### Directive
Render everything from the start of the material down to the line containing "an instance may be in several separate parts" as a Markdown table with the columns Row and Line, giving each line its number and skipping blank lines.

### Records for this task
----

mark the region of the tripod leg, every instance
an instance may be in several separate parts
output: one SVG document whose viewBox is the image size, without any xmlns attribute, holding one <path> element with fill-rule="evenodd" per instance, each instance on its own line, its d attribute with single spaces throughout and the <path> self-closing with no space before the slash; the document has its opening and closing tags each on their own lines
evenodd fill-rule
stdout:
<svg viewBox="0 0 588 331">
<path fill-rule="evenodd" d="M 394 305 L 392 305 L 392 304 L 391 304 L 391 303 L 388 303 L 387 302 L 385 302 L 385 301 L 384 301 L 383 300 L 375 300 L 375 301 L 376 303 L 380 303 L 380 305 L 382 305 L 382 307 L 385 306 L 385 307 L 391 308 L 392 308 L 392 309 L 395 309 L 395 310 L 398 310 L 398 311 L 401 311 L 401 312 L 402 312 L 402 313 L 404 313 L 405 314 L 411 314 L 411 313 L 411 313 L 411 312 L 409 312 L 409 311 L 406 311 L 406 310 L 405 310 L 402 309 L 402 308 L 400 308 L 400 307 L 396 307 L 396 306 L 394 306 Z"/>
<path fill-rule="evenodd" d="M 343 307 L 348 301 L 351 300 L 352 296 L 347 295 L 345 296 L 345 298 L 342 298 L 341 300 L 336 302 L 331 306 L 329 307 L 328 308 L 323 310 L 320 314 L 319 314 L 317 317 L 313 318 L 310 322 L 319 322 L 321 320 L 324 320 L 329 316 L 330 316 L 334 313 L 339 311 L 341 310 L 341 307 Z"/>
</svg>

----

### Reply to the exercise
| Row | Line |
|---|---|
| 1 | mark the region of the tripod leg, every instance |
| 2 | an instance may be in several separate parts |